→ Task requirements
Which lines come from the start of the listing through the line holding "313, row 90"? Restate exactly those, both included, minus the pictures.
━━━━━━━━━━━━━━━━
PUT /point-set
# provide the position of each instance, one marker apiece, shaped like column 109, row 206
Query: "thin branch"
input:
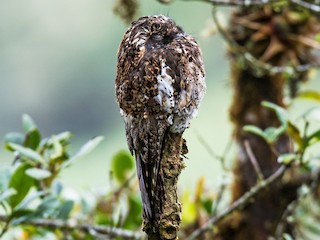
column 237, row 2
column 253, row 160
column 245, row 3
column 87, row 228
column 240, row 203
column 310, row 6
column 253, row 62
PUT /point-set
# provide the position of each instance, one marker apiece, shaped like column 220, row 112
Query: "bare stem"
column 253, row 160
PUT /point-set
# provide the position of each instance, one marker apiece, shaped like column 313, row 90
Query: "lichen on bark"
column 168, row 224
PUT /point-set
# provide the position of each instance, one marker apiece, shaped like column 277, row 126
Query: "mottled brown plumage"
column 159, row 85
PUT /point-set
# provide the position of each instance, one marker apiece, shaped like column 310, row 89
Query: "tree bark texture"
column 266, row 34
column 168, row 224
━━━━━━━━━━━━━━━━
→ Response to the task
PUT /point-set
# provide the position of each instance, one marker apiece, shaped like column 109, row 206
Query: "thin branch"
input:
column 237, row 2
column 253, row 160
column 245, row 3
column 87, row 228
column 240, row 203
column 310, row 6
column 253, row 62
PUT /point-set
# provide the position of each instance, one marker apiece, shaped like column 220, row 112
Query: "bare stem"
column 253, row 160
PUT /point-set
# provide the position of each instance, one marker apiece, shaped like column 313, row 90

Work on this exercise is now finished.